* [TEXT SHOWN]:
Strava: https://www.strava.com/activities/2513017844

This swim in Fairy Lake was gorgeous. I took a good 30 mins to put on and pull up my ROKA wetsuit. By putting this much attention into this, I had no chest or shoulder restrictions. The water was wonderful and warm with nice sandy bottom.

It was my best Open Water Swim (OWS) to date. No panic attack. No loss of breath. Kept calm whenever I got crawled over or kicked in the face. Continuous swim with no stopping. No reverting to backstroke. And completed under the 1 hour cap. Additionally, the volunteer wetsuit strippers yanking them off our bodies was a unique yet time efficient experience.  

Now that I know I can be completely comfortable in OWS, I need to work on building and bringing in more power and speed to my stroke.

BIKE (90KM)

Strava: https://www.strava.com/activities/2513076283

They call IM70.3 Muskoka the “Beauty and the Beast” for a good reason. It’s an insanely challenging course. With big climbs, and steep descents. Yet, it was such an enjoyable ride at the same time. 90K is my longest outdoor ride to date, with the previous being 50KM at the Tour de Gueph. I was honestly was surprised that I did not crash or fall over once and not one drop of blood was shed. My mounting and dismounting is improving too. 

Based on my history ex. Milton, I was certain that there was a 90% chance I’d end up in a bloody mess at some point and pull out. Shockingly and fortunately, that did not happen. 

I noticed that after around 25KM, my hands and arms got numb, and had to take breaks to feel the sensation again. So this needs to be figured out ASAP. I feasted on all of my Lara bars, cliF bars, gummy bears, did not like the waffle stingers though.

RUN (21.1KM)

* [DATA LISTING]:
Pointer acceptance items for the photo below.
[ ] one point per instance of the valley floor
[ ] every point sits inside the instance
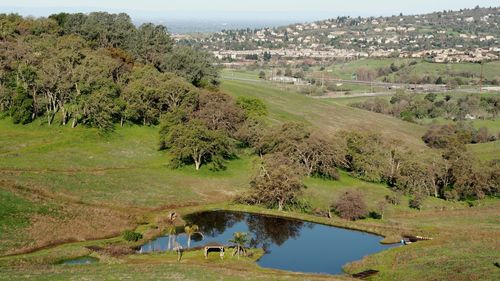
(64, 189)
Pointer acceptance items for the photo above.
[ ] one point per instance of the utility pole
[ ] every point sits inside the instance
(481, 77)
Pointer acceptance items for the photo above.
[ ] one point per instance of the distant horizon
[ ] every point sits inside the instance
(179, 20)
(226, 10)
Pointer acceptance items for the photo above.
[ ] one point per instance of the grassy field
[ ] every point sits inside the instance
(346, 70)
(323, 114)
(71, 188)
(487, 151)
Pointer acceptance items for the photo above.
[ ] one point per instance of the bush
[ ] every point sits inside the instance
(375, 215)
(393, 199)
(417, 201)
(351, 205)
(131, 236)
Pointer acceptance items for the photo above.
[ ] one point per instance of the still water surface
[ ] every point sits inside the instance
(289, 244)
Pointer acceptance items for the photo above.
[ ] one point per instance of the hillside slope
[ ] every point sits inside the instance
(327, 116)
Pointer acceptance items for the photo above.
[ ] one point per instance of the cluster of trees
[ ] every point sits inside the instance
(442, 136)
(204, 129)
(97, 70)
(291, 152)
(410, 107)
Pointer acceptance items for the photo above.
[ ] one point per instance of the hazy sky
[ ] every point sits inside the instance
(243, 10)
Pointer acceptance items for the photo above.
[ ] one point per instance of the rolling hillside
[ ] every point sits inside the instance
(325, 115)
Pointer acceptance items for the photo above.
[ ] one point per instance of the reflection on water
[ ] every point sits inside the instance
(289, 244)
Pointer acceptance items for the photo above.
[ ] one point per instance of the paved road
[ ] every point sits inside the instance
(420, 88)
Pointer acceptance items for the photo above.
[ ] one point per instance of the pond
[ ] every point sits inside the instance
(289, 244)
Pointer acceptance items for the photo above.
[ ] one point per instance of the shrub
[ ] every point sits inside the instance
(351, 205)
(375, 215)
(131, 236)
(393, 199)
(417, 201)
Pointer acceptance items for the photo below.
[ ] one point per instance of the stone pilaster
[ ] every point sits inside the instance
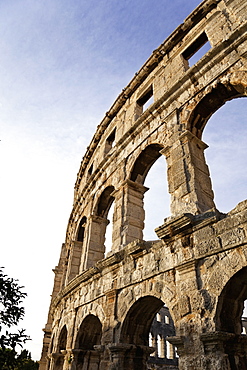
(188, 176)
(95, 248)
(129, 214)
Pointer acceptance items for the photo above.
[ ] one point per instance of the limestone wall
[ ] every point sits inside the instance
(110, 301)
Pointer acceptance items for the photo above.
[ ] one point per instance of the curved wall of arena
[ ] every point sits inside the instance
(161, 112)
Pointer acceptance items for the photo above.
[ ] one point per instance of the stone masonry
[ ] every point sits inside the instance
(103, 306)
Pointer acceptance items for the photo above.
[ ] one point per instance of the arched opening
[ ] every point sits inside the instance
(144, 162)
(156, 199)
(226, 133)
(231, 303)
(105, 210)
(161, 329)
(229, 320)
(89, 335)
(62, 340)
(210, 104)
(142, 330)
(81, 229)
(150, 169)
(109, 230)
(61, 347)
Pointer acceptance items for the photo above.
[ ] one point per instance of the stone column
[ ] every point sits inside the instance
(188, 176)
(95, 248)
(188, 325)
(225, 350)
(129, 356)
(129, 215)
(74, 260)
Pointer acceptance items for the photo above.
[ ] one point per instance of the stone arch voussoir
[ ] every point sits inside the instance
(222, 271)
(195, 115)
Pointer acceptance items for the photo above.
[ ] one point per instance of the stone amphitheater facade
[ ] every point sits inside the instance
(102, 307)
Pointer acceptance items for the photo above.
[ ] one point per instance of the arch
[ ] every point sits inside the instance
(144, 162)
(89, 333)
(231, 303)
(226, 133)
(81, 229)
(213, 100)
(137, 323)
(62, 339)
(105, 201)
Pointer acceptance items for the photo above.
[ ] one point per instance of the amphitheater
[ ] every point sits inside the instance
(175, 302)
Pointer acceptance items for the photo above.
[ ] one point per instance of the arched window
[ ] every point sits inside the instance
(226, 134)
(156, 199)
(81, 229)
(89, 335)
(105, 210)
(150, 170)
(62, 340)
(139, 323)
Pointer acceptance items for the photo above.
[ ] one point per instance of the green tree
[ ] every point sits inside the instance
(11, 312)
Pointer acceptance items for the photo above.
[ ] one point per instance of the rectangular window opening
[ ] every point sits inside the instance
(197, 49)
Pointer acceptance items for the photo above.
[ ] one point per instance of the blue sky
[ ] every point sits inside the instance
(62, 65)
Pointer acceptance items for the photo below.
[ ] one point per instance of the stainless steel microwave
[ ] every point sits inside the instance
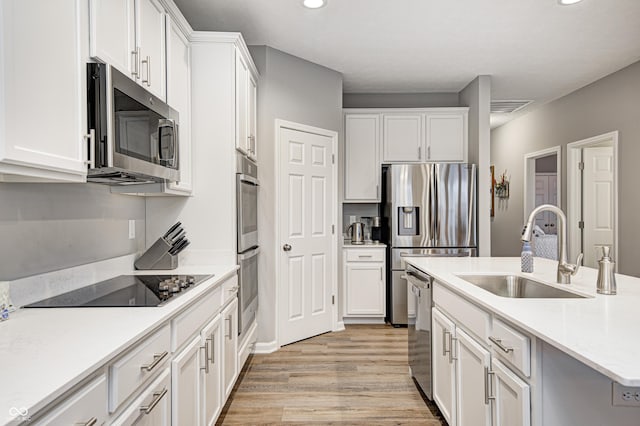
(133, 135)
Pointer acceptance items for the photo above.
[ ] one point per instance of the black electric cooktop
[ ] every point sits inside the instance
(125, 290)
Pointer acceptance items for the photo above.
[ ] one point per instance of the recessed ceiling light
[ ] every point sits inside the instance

==

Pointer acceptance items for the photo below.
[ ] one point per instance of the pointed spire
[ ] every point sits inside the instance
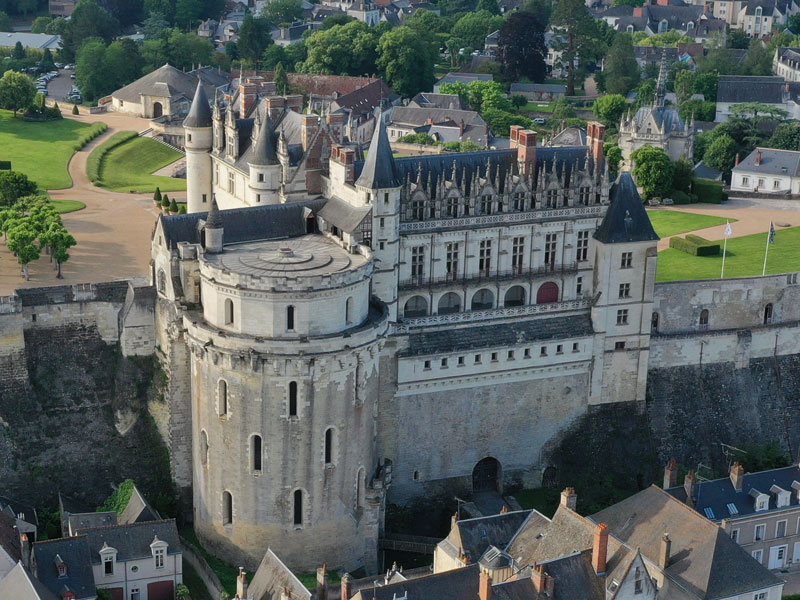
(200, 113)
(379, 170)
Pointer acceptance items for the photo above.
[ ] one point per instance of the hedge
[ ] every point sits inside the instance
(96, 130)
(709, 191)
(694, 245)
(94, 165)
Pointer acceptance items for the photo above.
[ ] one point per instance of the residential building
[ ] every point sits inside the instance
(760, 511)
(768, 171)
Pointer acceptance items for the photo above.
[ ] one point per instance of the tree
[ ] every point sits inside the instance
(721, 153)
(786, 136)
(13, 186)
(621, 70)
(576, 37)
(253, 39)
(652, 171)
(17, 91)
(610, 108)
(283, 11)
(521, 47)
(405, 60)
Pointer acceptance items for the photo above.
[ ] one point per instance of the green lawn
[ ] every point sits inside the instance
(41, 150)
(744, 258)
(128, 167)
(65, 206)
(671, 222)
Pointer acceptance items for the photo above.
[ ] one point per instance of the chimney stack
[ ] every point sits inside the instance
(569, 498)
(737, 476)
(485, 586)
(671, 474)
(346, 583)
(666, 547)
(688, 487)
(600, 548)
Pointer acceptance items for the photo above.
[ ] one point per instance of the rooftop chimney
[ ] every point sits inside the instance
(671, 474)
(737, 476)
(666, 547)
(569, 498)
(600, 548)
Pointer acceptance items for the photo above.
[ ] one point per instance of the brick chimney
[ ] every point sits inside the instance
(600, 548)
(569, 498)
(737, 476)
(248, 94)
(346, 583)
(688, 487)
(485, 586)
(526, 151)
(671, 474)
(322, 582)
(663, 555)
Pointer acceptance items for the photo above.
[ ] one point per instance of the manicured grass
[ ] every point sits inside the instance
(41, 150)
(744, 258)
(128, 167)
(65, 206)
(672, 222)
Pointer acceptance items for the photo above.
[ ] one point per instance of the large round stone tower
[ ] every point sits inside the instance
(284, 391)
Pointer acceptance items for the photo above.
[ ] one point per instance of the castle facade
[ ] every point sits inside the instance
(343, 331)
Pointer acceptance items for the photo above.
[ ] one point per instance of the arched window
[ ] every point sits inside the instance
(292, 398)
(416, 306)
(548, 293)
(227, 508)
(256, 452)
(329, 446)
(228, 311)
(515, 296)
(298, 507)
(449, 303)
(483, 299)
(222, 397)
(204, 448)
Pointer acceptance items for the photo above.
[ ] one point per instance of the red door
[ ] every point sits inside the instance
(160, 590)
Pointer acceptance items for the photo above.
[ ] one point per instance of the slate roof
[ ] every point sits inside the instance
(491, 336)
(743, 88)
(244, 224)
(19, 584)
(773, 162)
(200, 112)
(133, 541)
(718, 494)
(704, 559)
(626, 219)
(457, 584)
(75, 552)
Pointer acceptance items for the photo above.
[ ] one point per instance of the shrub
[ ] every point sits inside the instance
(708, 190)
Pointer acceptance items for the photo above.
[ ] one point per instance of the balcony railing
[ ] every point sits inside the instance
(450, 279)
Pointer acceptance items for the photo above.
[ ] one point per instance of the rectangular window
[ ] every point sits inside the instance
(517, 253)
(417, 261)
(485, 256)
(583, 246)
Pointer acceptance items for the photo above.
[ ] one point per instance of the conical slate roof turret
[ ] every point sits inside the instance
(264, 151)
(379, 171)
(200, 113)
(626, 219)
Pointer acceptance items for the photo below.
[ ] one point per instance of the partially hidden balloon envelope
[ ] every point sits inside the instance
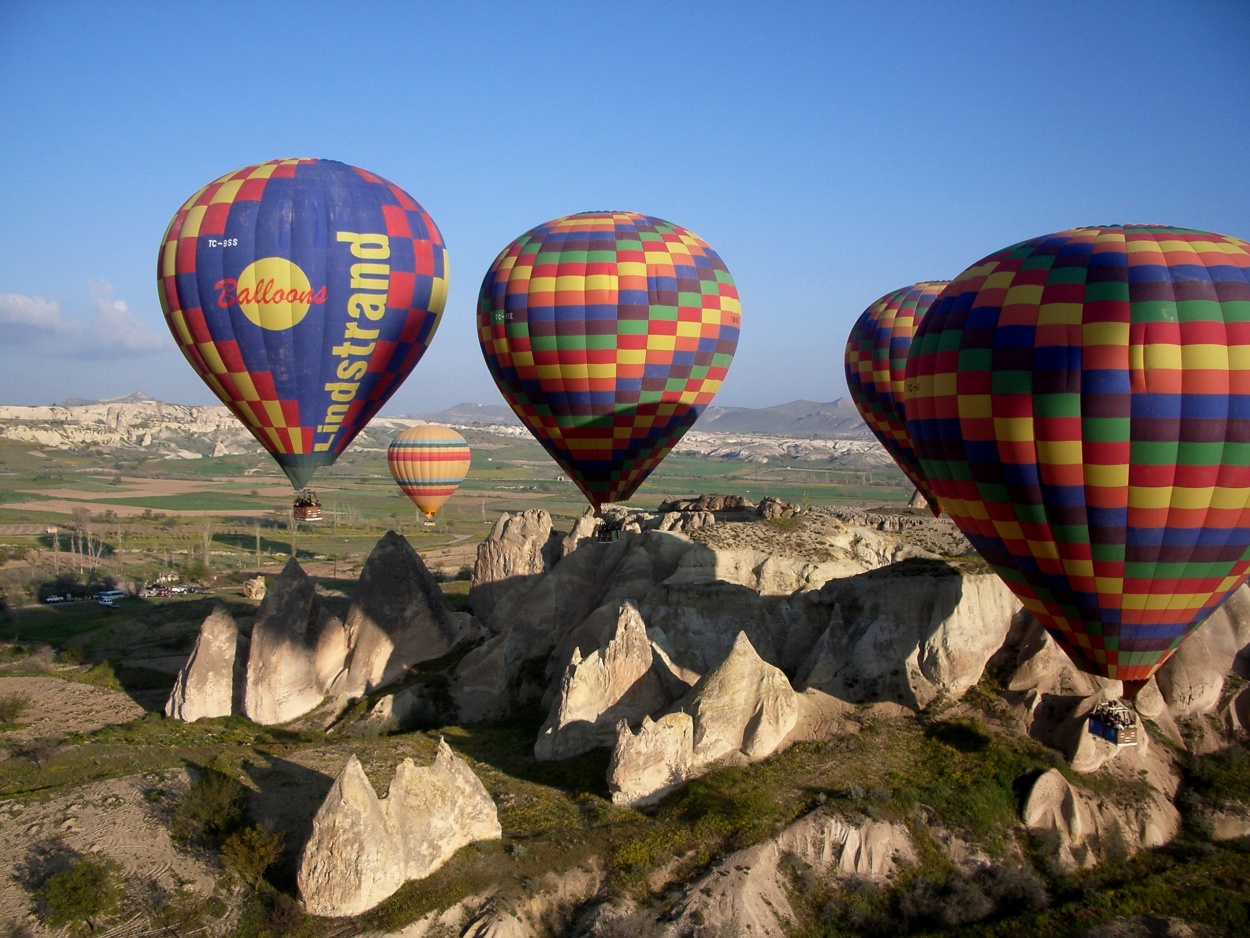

* * *

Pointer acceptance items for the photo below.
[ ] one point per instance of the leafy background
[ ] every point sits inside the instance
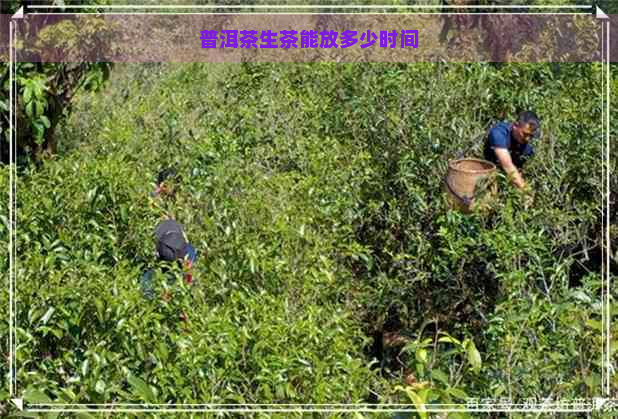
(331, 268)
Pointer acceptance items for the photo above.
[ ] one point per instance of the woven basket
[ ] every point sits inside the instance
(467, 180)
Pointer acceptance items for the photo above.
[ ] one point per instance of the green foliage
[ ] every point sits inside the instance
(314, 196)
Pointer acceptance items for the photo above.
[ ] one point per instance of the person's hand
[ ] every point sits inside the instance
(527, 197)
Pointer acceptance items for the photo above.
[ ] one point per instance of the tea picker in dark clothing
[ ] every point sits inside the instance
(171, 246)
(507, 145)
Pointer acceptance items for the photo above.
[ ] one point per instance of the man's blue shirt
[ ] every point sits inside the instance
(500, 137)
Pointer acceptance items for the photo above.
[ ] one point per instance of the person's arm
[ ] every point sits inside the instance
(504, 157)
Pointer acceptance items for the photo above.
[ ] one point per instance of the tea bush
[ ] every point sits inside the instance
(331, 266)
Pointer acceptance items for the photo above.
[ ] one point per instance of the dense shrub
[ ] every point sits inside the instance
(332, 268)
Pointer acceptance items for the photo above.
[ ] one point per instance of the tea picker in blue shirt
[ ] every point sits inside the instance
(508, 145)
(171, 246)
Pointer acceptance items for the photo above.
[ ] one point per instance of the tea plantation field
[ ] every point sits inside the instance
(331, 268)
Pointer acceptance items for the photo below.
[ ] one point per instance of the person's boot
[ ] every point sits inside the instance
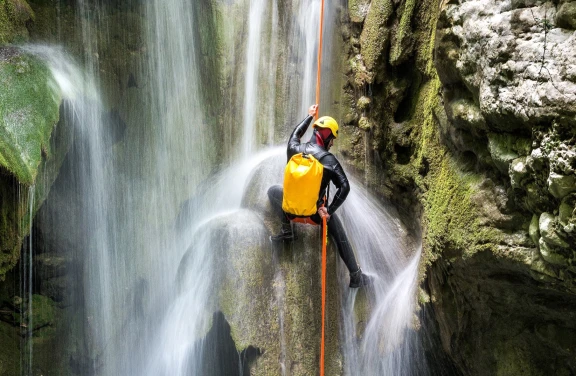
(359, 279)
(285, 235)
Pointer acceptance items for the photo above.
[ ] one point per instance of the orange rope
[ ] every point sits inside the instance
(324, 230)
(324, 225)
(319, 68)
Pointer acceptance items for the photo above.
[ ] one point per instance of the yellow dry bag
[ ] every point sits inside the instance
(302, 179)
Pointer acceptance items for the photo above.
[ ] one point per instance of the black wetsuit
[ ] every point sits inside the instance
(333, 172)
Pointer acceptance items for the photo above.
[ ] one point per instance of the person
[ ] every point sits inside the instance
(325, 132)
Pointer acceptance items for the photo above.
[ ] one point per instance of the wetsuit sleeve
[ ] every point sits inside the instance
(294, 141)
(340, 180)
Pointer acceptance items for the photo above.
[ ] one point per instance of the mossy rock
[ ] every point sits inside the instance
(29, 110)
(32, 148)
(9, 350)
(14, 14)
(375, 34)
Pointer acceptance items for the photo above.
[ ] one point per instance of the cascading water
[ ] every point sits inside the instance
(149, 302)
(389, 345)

* [ACTIONS TO TAKE]:
a) Reproduce word for word the part of the race report that opens with the words containing "They call IM70.3" and closes with "waffle stingers though.".
b) Pick out and copy every line of the entries that holds the string "person".
The entries are unrelated to the race report.

* [RESPONSES TO THE EXERCISE]:
a)
They call IM70.3 Muskoka the “Beauty and the Beast” for a good reason. It’s an insanely challenging course. With big climbs, and steep descents. Yet, it was such an enjoyable ride at the same time. 90K is my longest outdoor ride to date, with the previous being 50KM at the Tour de Gueph. I was honestly was surprised that I did not crash or fall over once and not one drop of blood was shed. My mounting and dismounting is improving too. 

Based on my history ex. Milton, I was certain that there was a 90% chance I’d end up in a bloody mess at some point and pull out. Shockingly and fortunately, that did not happen. 

I noticed that after around 25KM, my hands and arms got numb, and had to take breaks to feel the sensation again. So this needs to be figured out ASAP. I feasted on all of my Lara bars, cliF bars, gummy bears, did not like the waffle stingers though.

b)
[ ] one point per instance of the person's hand
[ ] one point per instance of the person's arm
[ ] one point per instance of the person's boot
[ ] one point per instance of the person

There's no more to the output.